▶ **Supplied information**
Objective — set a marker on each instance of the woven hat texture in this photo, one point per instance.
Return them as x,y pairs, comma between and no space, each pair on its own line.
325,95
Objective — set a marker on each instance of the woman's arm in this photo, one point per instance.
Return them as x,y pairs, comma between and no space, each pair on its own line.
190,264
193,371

---

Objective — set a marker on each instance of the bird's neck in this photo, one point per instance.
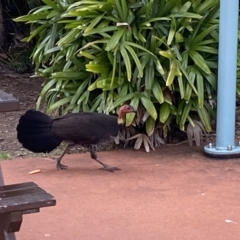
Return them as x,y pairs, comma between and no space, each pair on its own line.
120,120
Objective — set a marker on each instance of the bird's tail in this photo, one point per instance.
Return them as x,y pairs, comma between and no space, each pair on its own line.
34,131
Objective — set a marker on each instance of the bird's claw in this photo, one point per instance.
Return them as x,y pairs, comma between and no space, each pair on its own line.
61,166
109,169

▶ **What you should do**
Pull out each line of the material above that contains the word "bird".

▶ **Expected answer**
Objective — set a marker on each instance of the bird's neck in this photo, one point per instance.
Objective — set a marker on each instance of the bird's tail in this photo, one point per instance.
Objective — set a marker on each instance of the bird's claw in this photo, one point per instance.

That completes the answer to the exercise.